======== GIVEN DATA

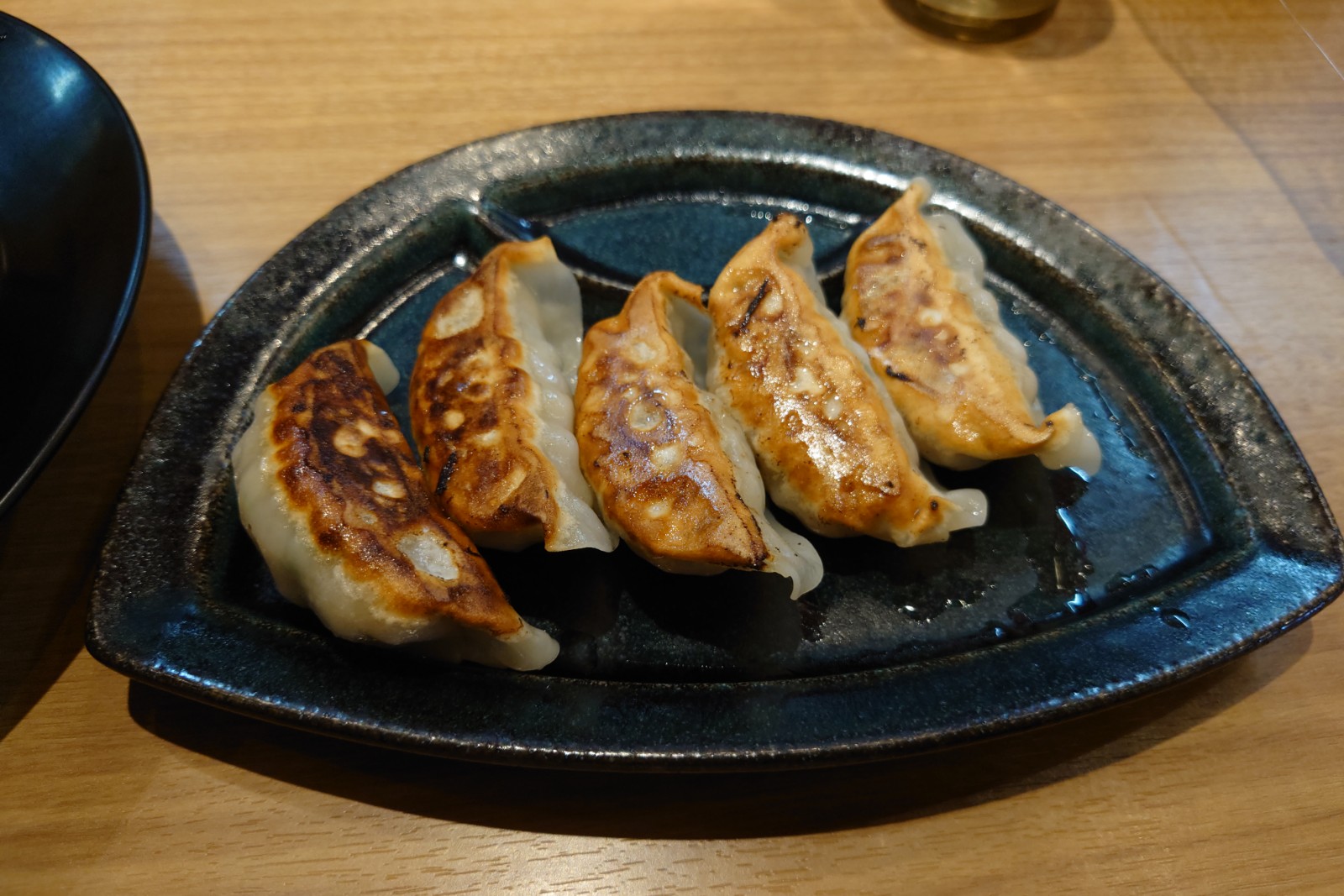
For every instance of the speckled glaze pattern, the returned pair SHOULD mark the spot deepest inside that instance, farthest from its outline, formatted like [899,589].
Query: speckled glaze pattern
[1203,537]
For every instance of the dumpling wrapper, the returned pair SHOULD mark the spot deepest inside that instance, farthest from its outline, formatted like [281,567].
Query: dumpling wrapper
[672,472]
[329,492]
[492,405]
[916,301]
[831,446]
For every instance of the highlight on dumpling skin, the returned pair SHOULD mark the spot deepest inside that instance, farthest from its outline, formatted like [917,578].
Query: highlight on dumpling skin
[492,405]
[672,472]
[831,446]
[329,492]
[916,301]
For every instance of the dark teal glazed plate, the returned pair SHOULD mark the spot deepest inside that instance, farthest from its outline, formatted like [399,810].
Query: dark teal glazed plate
[1203,537]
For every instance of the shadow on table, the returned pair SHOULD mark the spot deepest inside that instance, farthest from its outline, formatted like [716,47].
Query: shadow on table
[711,806]
[50,539]
[1075,27]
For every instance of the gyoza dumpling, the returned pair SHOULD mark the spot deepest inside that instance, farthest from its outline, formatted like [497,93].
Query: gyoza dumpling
[831,446]
[916,301]
[492,405]
[329,492]
[672,472]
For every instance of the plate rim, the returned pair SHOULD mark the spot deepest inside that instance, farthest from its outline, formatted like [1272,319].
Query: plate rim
[102,611]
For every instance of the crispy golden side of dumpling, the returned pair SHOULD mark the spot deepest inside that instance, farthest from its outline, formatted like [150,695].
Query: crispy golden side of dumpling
[470,396]
[830,445]
[941,362]
[349,472]
[649,449]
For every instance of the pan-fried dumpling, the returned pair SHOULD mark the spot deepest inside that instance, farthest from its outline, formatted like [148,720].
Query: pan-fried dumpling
[831,446]
[329,492]
[916,301]
[492,405]
[672,472]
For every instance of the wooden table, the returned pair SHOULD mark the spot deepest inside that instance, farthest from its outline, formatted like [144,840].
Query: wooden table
[1203,134]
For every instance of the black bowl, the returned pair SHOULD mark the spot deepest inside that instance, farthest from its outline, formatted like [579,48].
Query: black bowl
[74,233]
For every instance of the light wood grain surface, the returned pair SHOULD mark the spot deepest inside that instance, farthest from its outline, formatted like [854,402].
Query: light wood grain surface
[1203,134]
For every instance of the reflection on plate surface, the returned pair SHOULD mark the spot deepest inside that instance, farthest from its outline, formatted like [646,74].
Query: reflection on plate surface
[1203,535]
[74,231]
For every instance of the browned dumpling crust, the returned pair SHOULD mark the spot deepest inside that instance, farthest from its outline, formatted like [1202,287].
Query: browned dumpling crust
[649,449]
[349,472]
[941,363]
[826,438]
[470,398]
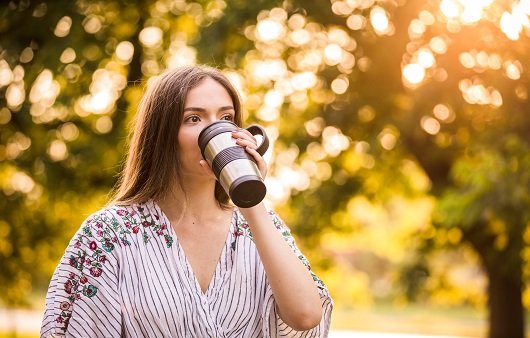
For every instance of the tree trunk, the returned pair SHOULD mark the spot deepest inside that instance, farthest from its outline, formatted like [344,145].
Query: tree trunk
[506,313]
[505,287]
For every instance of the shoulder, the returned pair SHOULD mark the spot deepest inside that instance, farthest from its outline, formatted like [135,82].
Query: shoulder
[113,225]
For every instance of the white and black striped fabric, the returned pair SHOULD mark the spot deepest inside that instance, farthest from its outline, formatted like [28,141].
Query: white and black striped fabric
[124,274]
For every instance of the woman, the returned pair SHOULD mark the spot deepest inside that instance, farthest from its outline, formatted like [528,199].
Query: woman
[170,256]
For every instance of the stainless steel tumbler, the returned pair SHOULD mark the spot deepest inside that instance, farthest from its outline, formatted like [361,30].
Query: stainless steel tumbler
[234,168]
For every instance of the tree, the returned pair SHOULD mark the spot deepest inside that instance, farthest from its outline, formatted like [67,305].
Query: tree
[360,97]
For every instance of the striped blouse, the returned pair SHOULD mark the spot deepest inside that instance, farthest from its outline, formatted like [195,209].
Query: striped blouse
[124,274]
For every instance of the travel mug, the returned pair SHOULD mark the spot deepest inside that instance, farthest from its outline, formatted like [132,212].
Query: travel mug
[233,167]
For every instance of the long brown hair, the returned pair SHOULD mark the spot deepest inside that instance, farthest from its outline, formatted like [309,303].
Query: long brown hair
[152,165]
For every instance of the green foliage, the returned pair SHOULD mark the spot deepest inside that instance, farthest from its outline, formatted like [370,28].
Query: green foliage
[378,112]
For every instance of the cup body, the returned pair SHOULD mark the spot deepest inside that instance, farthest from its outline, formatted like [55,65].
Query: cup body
[233,167]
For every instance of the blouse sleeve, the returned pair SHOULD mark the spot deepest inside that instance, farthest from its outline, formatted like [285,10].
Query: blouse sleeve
[274,326]
[83,299]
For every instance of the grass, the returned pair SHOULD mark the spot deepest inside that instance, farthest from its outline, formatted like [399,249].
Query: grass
[460,322]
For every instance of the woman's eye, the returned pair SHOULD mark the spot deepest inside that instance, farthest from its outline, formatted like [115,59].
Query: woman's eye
[193,119]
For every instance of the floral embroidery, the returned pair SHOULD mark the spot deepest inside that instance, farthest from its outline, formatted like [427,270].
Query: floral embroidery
[98,237]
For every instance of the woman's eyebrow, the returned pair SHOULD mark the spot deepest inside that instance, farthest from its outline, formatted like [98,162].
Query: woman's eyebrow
[203,110]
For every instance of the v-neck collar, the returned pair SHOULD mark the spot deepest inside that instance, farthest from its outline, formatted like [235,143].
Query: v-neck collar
[181,254]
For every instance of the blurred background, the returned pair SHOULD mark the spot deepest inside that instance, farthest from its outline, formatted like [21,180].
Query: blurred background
[400,129]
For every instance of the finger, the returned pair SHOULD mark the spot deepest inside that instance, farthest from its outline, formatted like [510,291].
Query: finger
[246,143]
[243,134]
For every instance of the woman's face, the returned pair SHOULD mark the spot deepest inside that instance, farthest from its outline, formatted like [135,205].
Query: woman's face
[206,103]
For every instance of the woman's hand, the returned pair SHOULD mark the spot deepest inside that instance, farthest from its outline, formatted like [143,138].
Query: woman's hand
[246,140]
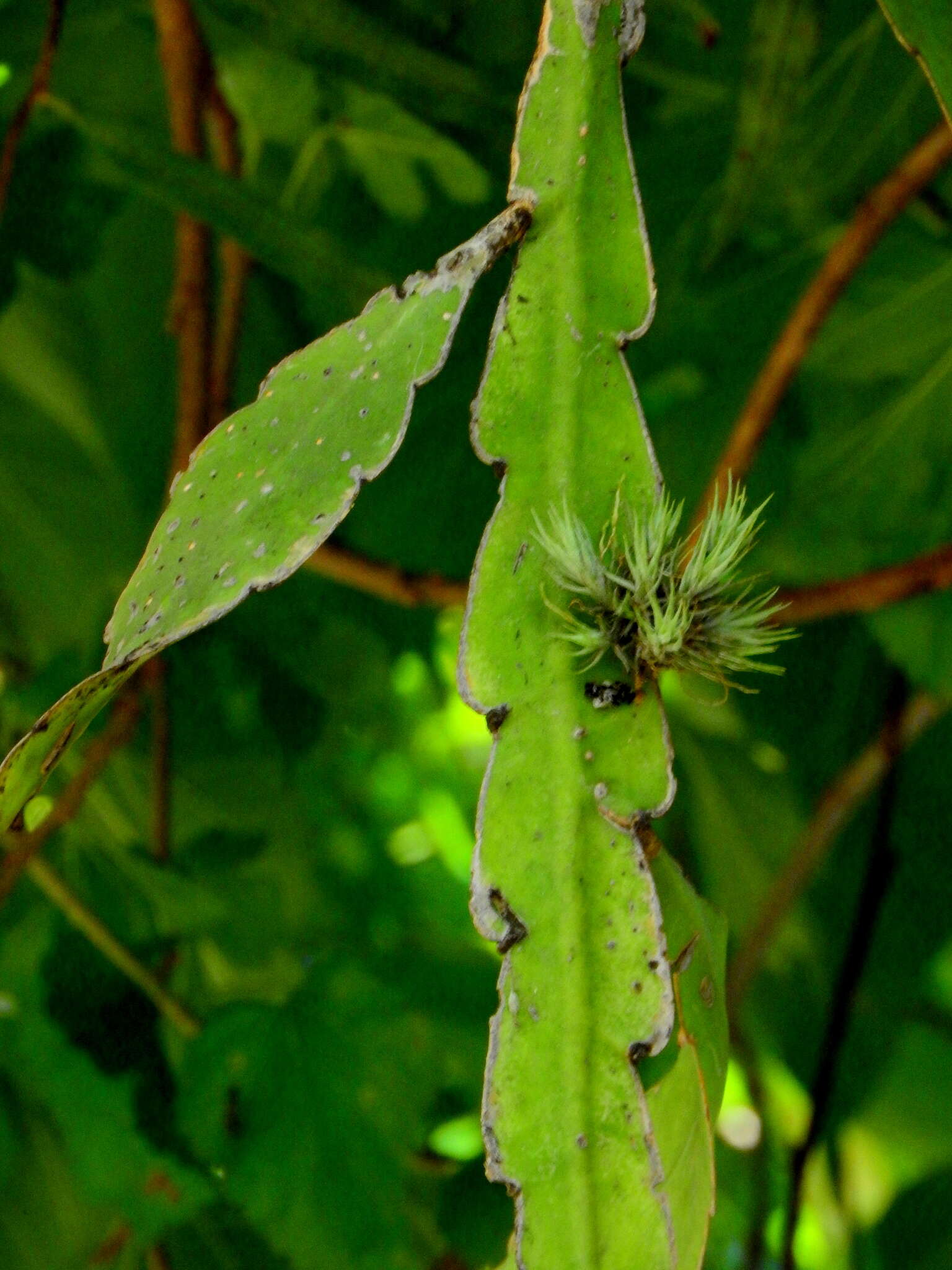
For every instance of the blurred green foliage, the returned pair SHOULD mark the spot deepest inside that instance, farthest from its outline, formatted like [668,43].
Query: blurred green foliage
[325,774]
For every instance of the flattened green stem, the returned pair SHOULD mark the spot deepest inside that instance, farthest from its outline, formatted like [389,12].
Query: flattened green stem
[560,881]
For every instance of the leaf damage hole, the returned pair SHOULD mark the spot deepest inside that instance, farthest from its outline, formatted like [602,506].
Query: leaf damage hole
[516,929]
[496,717]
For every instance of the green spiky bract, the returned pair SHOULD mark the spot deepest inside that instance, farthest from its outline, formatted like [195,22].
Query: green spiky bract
[659,601]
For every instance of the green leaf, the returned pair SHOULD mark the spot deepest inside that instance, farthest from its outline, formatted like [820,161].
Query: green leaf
[116,1166]
[924,29]
[560,879]
[386,144]
[24,770]
[311,1114]
[270,484]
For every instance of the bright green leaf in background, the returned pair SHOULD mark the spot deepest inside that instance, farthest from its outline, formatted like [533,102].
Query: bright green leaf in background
[924,27]
[324,773]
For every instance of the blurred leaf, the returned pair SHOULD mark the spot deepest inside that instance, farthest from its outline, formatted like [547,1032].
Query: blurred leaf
[385,144]
[559,879]
[915,1232]
[305,454]
[116,1166]
[306,1112]
[924,29]
[423,313]
[343,36]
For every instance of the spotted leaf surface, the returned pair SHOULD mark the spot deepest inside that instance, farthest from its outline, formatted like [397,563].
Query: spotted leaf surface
[560,878]
[270,484]
[924,27]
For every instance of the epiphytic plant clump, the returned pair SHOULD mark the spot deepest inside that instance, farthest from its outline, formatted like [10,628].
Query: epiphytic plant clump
[659,601]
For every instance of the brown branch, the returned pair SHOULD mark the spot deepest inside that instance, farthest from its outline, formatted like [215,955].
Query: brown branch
[235,260]
[117,733]
[102,939]
[38,86]
[156,1259]
[835,808]
[186,70]
[155,675]
[867,592]
[871,220]
[386,580]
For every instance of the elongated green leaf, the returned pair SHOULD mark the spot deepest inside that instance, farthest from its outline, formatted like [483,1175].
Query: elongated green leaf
[560,878]
[270,484]
[305,254]
[924,27]
[35,756]
[267,487]
[117,1168]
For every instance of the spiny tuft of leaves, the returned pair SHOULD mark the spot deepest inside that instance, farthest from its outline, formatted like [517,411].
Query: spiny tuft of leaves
[659,601]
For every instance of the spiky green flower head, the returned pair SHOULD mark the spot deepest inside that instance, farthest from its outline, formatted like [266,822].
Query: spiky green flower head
[662,601]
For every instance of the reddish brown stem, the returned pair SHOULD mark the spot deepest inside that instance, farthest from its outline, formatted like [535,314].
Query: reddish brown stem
[117,733]
[234,259]
[867,592]
[835,808]
[874,216]
[186,70]
[38,86]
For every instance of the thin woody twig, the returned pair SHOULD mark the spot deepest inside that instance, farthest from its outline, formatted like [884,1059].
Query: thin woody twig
[100,938]
[874,216]
[861,593]
[878,879]
[40,84]
[835,808]
[186,69]
[117,732]
[155,675]
[867,592]
[235,260]
[385,580]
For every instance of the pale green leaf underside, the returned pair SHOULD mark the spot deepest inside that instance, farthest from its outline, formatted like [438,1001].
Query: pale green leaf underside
[270,484]
[566,1121]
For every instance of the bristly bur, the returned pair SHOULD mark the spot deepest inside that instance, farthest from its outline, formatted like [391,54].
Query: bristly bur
[659,601]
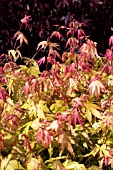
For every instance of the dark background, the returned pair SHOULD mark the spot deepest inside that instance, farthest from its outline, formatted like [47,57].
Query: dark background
[97,15]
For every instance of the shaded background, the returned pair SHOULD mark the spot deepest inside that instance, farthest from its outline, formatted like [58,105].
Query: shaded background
[97,15]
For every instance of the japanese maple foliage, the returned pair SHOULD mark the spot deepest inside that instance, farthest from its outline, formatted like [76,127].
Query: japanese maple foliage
[59,119]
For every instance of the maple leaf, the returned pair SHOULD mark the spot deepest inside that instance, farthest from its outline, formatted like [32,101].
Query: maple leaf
[20,36]
[109,54]
[58,165]
[45,137]
[1,142]
[96,87]
[107,118]
[26,88]
[41,60]
[65,142]
[54,125]
[111,41]
[42,45]
[56,34]
[3,94]
[62,3]
[72,42]
[26,142]
[80,33]
[76,118]
[25,20]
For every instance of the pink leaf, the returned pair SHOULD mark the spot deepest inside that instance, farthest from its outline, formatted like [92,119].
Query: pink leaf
[26,88]
[25,19]
[81,34]
[3,94]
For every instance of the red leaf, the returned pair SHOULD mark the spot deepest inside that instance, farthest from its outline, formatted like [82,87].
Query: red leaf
[81,34]
[111,41]
[56,34]
[41,60]
[3,94]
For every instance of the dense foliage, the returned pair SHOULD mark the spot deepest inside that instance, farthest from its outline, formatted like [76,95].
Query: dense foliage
[59,119]
[96,16]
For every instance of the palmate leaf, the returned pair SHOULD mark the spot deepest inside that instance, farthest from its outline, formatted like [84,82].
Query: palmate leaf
[7,164]
[20,36]
[91,109]
[72,165]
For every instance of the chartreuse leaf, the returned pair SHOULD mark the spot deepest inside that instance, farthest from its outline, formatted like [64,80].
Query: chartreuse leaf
[36,164]
[35,124]
[27,126]
[40,113]
[93,168]
[74,166]
[33,70]
[43,106]
[92,109]
[58,106]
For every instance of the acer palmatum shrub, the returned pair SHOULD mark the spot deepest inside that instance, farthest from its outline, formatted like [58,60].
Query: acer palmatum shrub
[62,118]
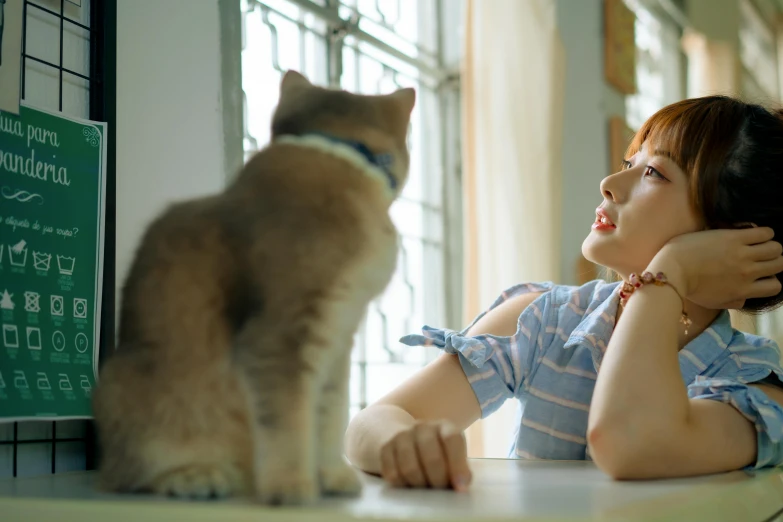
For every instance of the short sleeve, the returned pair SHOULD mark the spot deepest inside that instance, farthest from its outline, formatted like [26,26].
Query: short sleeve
[754,405]
[496,367]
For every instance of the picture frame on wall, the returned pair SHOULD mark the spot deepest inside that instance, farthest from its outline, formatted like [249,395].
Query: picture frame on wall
[620,46]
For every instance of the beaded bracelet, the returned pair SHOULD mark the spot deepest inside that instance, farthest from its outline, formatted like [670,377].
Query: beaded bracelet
[647,278]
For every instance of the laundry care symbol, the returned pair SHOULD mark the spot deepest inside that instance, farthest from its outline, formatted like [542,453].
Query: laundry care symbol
[17,253]
[32,302]
[57,306]
[6,301]
[79,308]
[42,261]
[66,264]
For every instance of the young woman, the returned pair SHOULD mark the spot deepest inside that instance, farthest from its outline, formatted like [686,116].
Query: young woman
[646,377]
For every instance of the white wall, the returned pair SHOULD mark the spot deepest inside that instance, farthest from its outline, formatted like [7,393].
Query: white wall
[589,103]
[169,119]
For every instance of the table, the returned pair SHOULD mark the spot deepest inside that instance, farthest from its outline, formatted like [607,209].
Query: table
[503,490]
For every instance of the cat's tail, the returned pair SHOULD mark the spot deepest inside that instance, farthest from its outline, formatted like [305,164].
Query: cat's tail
[172,431]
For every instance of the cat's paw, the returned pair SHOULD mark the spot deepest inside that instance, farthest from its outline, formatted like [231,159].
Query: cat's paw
[340,479]
[196,481]
[289,489]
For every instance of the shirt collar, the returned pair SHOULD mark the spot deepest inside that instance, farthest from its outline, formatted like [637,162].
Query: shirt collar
[598,323]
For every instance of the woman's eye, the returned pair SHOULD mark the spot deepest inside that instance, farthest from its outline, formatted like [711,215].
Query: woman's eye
[649,171]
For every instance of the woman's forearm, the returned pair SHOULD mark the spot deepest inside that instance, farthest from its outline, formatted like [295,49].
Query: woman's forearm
[369,430]
[640,400]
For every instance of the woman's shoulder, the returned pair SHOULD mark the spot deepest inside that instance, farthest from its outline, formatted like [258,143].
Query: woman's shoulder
[578,299]
[559,295]
[754,353]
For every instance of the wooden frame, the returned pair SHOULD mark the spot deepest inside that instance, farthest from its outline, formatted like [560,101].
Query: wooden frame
[620,136]
[620,46]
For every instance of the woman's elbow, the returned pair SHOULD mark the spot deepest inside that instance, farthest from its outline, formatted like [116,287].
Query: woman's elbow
[621,455]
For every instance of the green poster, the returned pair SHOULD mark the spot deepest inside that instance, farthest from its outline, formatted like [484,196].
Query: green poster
[52,192]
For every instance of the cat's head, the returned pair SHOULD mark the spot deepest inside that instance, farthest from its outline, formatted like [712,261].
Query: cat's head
[378,122]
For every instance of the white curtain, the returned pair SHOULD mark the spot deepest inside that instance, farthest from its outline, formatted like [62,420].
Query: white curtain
[512,117]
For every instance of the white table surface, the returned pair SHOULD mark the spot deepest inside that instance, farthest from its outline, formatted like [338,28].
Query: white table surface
[502,490]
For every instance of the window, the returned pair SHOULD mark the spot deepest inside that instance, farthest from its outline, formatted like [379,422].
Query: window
[757,56]
[658,65]
[370,46]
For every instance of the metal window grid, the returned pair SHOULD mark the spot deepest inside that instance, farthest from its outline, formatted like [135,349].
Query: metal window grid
[372,46]
[99,81]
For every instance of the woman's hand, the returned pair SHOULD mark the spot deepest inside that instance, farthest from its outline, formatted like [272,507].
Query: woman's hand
[429,454]
[721,269]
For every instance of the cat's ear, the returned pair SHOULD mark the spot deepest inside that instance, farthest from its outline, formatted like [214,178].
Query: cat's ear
[404,99]
[293,80]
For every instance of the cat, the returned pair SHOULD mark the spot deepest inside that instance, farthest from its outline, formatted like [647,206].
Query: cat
[239,311]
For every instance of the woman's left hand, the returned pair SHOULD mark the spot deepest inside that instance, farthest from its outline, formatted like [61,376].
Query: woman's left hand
[721,269]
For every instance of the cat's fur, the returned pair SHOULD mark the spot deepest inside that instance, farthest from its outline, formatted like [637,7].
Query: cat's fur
[238,315]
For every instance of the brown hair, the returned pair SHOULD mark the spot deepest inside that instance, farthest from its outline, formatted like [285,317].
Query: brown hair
[732,153]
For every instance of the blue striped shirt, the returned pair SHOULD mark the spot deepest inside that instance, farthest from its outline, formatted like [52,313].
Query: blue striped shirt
[550,365]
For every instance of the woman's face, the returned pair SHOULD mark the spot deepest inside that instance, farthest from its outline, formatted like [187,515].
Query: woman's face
[645,205]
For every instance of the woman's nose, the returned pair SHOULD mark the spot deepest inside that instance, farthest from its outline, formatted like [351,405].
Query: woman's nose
[608,191]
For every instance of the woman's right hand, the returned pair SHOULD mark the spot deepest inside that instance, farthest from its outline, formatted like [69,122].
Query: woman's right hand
[428,454]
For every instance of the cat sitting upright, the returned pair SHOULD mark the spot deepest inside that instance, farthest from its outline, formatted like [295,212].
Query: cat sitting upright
[239,311]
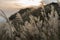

================

TASK DIRECTIONS: Pull out every line that contains the string "pink" and copy each one.

RESPONSE FOR THIS EXERCISE:
For every instance of the pink leaf, the returned pair SHOULD mark the spot deepest inside that instance, farthest from its outline, formatted like [92,119].
Query: pink leaf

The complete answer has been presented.